(Source)
TV

‘Married At First Sight’ Is Revealing Some Very Gross Truths About Men And The Pack Mentality

If you felt shit after last night's episode, you're not the only one.

This post discusses emotional and physical abuse against women.

Happy International Women’s Day, readers! I’ve spent this auspicious day with a hangover-like ache in my head following last night’s dismal entry to the Married At First Sight canon. Like all hangovers, I’m feeling a little shaky and a lot queasy, and the thought of imbibing more (in this case, nonsense from Andrew and Anthony of Married) is a fairly sickening idea.

Indulging too much is an apt metaphor for this season of Married At First Sight, where the producers added a Santa’s sleigh worth of bells and whistles to tempt us into yet another round of faux-marriage hell. One of these new additions to the series was “communal living”, whereby the couples all share an apartment building and a Weekly Dinner Party. Here, the field producers surreptitiously refill the contestants’ glasses with monk-like dedication over the long night, then sit back and let the cameras roll as pack mentality takes over.

At times, it’s bordered on sickening to watch how the stronger and meaner in the group have banded together to attack the more vulnerable individuals. This week has absolutely been one of those times.

Some Catch-Up On Andrew And Cheryl

Throughout the season, one contestant has been disproportionately in the firing line on the many occasions when the whole group are thrown together. I’m talking, of course, about poor 25-year-old Cheryl, who ditched her original partner — the ill-matched serial texter Jonathan — and returned to the show with fireman (and fellow jilted contestant) Andrew to try again.

This move, to re-enter the “experiment” (read: fake marriage game designed to entertain trash-loving Australians like you and me) with another man, enraged a large portion of the Married contestants. This angry Married mob were presumably annoyed that they could not, or rather hadn’t first thought of trading in their dud “scientifically matched” spouse for a date with whom they have actual chemistry.

From the moment Andrew and Cheryl re-entered the show together, the gloves were off. It may or may not surprise you (depending on your capacity to remain surprised when women are relentlessly and excessively shamed about love and sex) that Cheryl copped the majority of the sanctimonious verbal abuse from the other contestants. Though both Cheryl and Andrew had re-entered the experiment after failed attempts at a romance with their original spouses, apparently it was Cheryl alone who did not deserve a second chance at love.

At one drunken Weekly Dinner Party, Cheryl was attacked by Married’s resident Patrick Bateman-wannabe, Anthony; the increasingly cruel Blonde Twins, Sharon and Michelle; and Sharon’s husband, Nick, who is the kind of man who refers to himself almost exclusively in the third person. These four banded together and pecked away at Cheryl like vultures, while the other contestants (chief among them the sole sympathetic couple, Susan and Sean) watched on in horror. It was okay for “Jonesy” to try again, but Cheryl was apparently trying it on big time. How dare she sully the integrity of this incredibly meaningless television program!

Polygon annotations for photos:
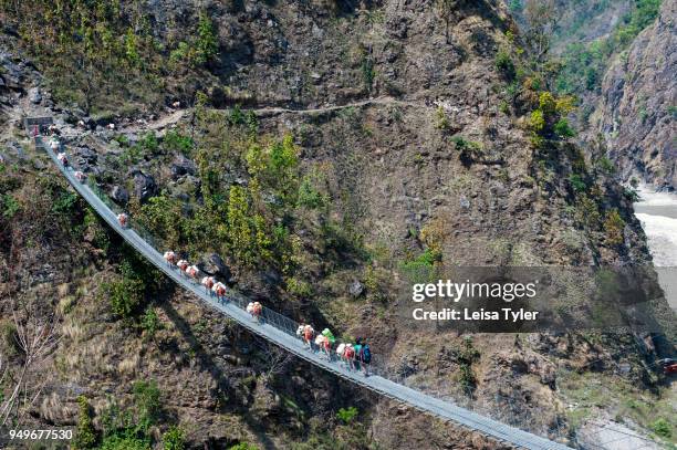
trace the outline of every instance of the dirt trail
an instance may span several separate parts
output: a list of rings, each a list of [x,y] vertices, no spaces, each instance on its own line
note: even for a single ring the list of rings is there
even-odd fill
[[[323,106],[317,108],[308,108],[308,109],[293,109],[293,108],[284,108],[277,106],[265,106],[265,107],[254,107],[254,108],[243,108],[246,112],[253,112],[259,117],[270,117],[280,114],[299,114],[299,115],[310,115],[310,114],[323,114],[330,113],[333,111],[346,109],[351,107],[361,107],[368,105],[396,105],[396,106],[423,106],[429,107],[430,105],[423,101],[402,101],[397,98],[393,98],[390,96],[381,96],[376,98],[367,98],[360,102],[346,103],[345,105],[331,105]],[[139,133],[145,130],[157,130],[162,128],[166,128],[178,123],[181,118],[186,116],[190,116],[192,109],[178,109],[174,111],[170,114],[164,115],[154,122],[144,122],[144,123],[134,123],[127,126],[122,126],[121,132],[125,133]]]

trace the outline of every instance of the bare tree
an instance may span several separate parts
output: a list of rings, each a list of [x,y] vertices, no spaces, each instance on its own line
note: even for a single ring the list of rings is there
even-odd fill
[[[524,17],[529,23],[527,38],[539,62],[543,61],[550,50],[550,39],[556,23],[555,13],[555,0],[528,0],[524,6]]]
[[[27,411],[38,399],[46,383],[46,377],[40,376],[38,369],[56,344],[59,336],[55,333],[56,318],[54,314],[42,314],[35,302],[28,302],[22,308],[21,316],[18,308],[12,308],[18,349],[22,354],[22,364],[18,374],[11,376],[11,393],[0,405],[0,426],[4,426],[11,417],[18,417]],[[0,367],[2,373],[0,381],[9,376],[9,367]]]

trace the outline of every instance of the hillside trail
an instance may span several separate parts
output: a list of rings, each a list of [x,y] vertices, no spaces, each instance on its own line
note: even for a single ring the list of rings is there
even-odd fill
[[[281,106],[263,106],[263,107],[253,107],[253,108],[242,108],[244,112],[252,112],[259,117],[270,117],[277,116],[281,114],[298,114],[298,115],[313,115],[313,114],[324,114],[331,113],[341,109],[348,109],[352,107],[362,107],[369,105],[394,105],[394,106],[418,106],[418,107],[431,107],[438,106],[438,102],[424,102],[424,101],[407,101],[407,100],[397,100],[387,95],[374,97],[374,98],[365,98],[358,102],[350,102],[343,105],[325,105],[322,107],[314,108],[304,108],[304,109],[295,109],[288,108]],[[185,108],[185,109],[174,109],[169,114],[162,115],[159,118],[155,121],[143,121],[133,123],[129,125],[121,126],[121,132],[124,133],[143,133],[149,130],[158,130],[169,126],[177,124],[184,117],[191,116],[194,108]],[[220,109],[222,111],[222,109]]]

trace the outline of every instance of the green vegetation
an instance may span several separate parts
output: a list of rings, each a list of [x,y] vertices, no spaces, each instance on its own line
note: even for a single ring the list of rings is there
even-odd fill
[[[635,0],[632,9],[608,35],[590,43],[574,42],[562,56],[556,77],[561,94],[581,94],[600,87],[602,76],[614,54],[626,49],[642,30],[658,15],[660,0]]]
[[[512,81],[517,75],[514,62],[512,61],[512,57],[510,56],[508,50],[501,48],[498,51],[494,57],[494,64],[496,69],[501,72],[506,80]]]
[[[662,417],[652,423],[652,430],[665,439],[673,437],[673,427],[670,427],[670,423]]]
[[[340,408],[336,412],[336,418],[345,425],[350,425],[355,420],[360,411],[354,406],[350,408]]]
[[[17,25],[54,98],[90,114],[160,106],[167,77],[199,76],[218,56],[218,35],[206,12],[184,30],[189,39],[160,41],[150,12],[114,0],[0,0],[0,9],[3,20]]]
[[[76,450],[93,449],[96,444],[96,430],[92,421],[92,408],[86,397],[77,397],[77,428],[73,440]]]
[[[606,233],[606,241],[611,245],[619,245],[623,243],[623,229],[625,228],[625,221],[618,213],[616,208],[607,212],[604,219],[604,232]]]
[[[1,197],[2,199],[2,217],[11,219],[19,212],[21,206],[11,193],[6,193]]]
[[[100,295],[107,300],[115,316],[131,321],[144,311],[146,297],[157,290],[159,272],[133,250],[124,249],[123,261],[118,266],[119,276],[102,283]],[[147,320],[144,316],[142,327],[148,325]]]
[[[458,364],[458,381],[467,395],[472,395],[477,387],[477,378],[472,371],[472,363],[479,359],[480,353],[472,346],[472,338],[466,337],[460,350],[454,353],[454,359]]]

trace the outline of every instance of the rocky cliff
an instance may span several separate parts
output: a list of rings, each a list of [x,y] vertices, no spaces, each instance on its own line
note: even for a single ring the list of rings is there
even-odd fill
[[[621,187],[553,129],[566,101],[540,87],[504,8],[101,3],[88,28],[75,7],[4,10],[7,46],[25,53],[3,60],[14,83],[3,138],[30,156],[7,151],[18,166],[3,175],[2,299],[46,301],[63,336],[24,417],[86,422],[82,395],[101,442],[118,432],[104,420],[111,396],[140,414],[135,381],[155,379],[165,407],[143,435],[153,442],[180,425],[196,448],[501,447],[288,362],[158,285],[29,153],[18,118],[38,109],[55,116],[74,164],[158,238],[195,260],[218,253],[235,286],[277,310],[368,336],[408,383],[553,439],[574,439],[591,416],[635,419],[628,399],[664,415],[650,339],[419,335],[395,321],[392,280],[416,264],[648,261]],[[69,28],[73,14],[82,29]],[[63,33],[35,33],[43,20]],[[6,76],[28,57],[44,79]],[[41,211],[50,220],[34,223]]]
[[[677,6],[665,1],[656,22],[644,30],[604,76],[596,129],[628,180],[658,189],[677,184]]]

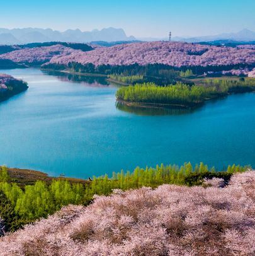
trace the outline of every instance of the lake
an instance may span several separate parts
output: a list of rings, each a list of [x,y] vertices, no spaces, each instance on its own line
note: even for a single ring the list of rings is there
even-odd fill
[[[70,80],[37,68],[0,70],[28,83],[0,103],[0,165],[88,178],[122,169],[200,161],[255,166],[255,94],[189,110],[116,104],[104,79]]]

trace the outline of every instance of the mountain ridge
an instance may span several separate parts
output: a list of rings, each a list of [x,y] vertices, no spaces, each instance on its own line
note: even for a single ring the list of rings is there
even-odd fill
[[[6,37],[9,35],[8,40]],[[50,41],[61,41],[76,43],[88,43],[91,41],[128,41],[136,38],[133,36],[127,37],[122,28],[110,27],[101,30],[81,32],[79,29],[69,29],[63,32],[53,30],[51,28],[0,28],[0,44],[16,44],[29,43],[43,43]]]

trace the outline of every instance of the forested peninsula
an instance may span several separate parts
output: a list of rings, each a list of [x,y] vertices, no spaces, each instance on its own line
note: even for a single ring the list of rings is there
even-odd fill
[[[0,74],[0,102],[21,93],[28,88],[27,83],[6,74]]]
[[[252,91],[255,81],[207,79],[204,86],[181,83],[164,86],[147,83],[122,87],[116,93],[116,100],[128,106],[186,108],[206,100],[227,96],[232,92]]]

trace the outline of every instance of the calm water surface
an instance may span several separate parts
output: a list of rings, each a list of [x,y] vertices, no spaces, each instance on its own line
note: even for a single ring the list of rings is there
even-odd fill
[[[191,113],[130,110],[115,106],[113,86],[38,69],[0,73],[29,86],[0,103],[1,165],[82,178],[161,163],[255,166],[254,93],[207,102]]]

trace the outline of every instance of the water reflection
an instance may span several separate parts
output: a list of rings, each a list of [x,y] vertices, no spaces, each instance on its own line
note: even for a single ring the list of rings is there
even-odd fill
[[[102,87],[102,86],[110,84],[104,76],[79,76],[59,71],[47,71],[47,74],[57,76],[60,80],[63,81],[86,83],[94,87]]]
[[[180,115],[193,113],[196,108],[145,108],[142,107],[130,107],[123,102],[116,102],[116,108],[127,113],[137,115]]]

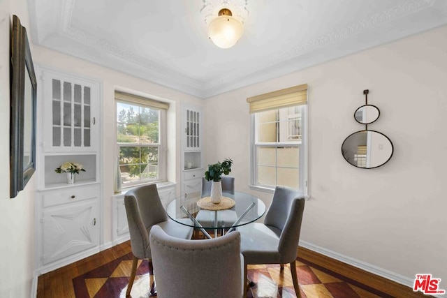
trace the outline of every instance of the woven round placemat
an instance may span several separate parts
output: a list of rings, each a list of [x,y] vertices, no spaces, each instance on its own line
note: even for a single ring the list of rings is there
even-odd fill
[[[205,210],[212,211],[231,209],[235,204],[234,200],[227,197],[222,197],[222,200],[221,200],[221,202],[219,204],[214,204],[211,202],[211,197],[205,197],[197,201],[197,206]]]

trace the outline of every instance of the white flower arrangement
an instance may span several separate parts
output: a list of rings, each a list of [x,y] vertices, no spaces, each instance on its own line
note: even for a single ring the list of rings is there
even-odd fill
[[[73,173],[79,174],[80,172],[85,172],[84,166],[78,163],[67,161],[61,165],[60,167],[54,170],[57,173]]]

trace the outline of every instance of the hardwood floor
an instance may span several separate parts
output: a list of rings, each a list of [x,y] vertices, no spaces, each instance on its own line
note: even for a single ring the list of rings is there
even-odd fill
[[[37,297],[124,297],[131,251],[130,241],[126,241],[43,274],[38,278]],[[301,247],[297,273],[303,298],[427,297]],[[247,292],[248,297],[295,297],[288,267],[280,270],[277,265],[249,266],[248,275],[256,283]],[[153,280],[152,264],[141,261],[132,288],[133,297],[149,297]]]

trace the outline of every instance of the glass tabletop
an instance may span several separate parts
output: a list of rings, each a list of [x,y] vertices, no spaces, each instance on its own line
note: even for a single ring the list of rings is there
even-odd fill
[[[210,193],[199,193],[195,198],[182,196],[176,198],[166,206],[166,212],[172,220],[182,225],[213,230],[233,230],[256,221],[265,212],[265,204],[255,195],[235,191],[223,192],[222,196],[226,202],[234,200],[234,207],[224,210],[200,208],[199,204],[204,207],[201,203],[209,200]],[[211,209],[214,209],[213,206]],[[219,209],[219,206],[215,209]]]

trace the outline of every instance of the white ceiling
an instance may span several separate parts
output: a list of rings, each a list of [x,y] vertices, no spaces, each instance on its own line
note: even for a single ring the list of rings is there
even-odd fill
[[[34,44],[202,98],[447,24],[446,0],[28,2]],[[224,50],[203,8],[226,2],[248,14]]]

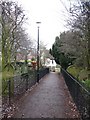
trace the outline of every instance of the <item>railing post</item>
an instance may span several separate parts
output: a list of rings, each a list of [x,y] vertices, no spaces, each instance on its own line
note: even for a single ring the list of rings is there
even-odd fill
[[[9,105],[11,105],[11,81],[8,81],[8,95],[9,95]]]

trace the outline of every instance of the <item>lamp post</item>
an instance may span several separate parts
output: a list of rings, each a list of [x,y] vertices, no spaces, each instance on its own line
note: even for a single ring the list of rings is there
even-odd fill
[[[37,82],[39,83],[39,24],[41,22],[36,22],[38,24],[38,40],[37,40]]]

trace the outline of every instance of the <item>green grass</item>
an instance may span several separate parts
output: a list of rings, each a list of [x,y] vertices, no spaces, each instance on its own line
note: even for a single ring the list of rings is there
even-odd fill
[[[87,90],[90,91],[90,80],[88,80],[88,72],[86,69],[76,67],[74,65],[69,66],[67,71],[77,78]]]

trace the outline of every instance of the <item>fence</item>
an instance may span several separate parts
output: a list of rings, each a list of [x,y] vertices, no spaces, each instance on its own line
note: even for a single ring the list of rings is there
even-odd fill
[[[39,71],[39,79],[49,73],[49,68],[43,68]],[[3,109],[11,105],[20,98],[28,89],[37,82],[37,71],[32,70],[28,73],[15,76],[9,80],[3,80],[2,102]]]
[[[61,73],[71,93],[71,96],[81,114],[83,120],[90,118],[90,92],[87,91],[78,80],[61,68]]]

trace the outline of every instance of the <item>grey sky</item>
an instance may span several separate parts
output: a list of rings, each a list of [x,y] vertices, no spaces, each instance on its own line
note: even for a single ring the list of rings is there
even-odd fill
[[[37,40],[37,25],[40,21],[40,41],[47,44],[47,48],[52,47],[55,37],[60,32],[66,30],[64,27],[67,13],[64,5],[69,5],[68,0],[14,0],[18,1],[26,11],[28,17],[25,27],[32,39]]]

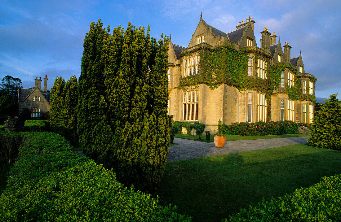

(Written tasks)
a) In the article about Married At First Sight, swap "fireman" for "firefighter" and write out the passage starting with "At times, it’s" and going on through "to try again.".
b) According to the article about Married At First Sight, how old is Cheryl?
These entries have no connection to the article about Married At First Sight.

(Answers to the problems)
a)
At times, it’s bordered on sickening to watch how the stronger and meaner in the group have banded together to attack the more vulnerable individuals. This week has absolutely been one of those times.

Some Catch-Up On Andrew And Cheryl

Throughout the season, one contestant has been disproportionately in the firing line on the many occasions when the whole group are thrown together. I’m talking, of course, about poor 25-year-old Cheryl, who ditched her original partner — the ill-matched serial texter Jonathan — and returned to the show with firefighter (and fellow jilted contestant) Andrew to try again.

b) Cheryl is 25 years old.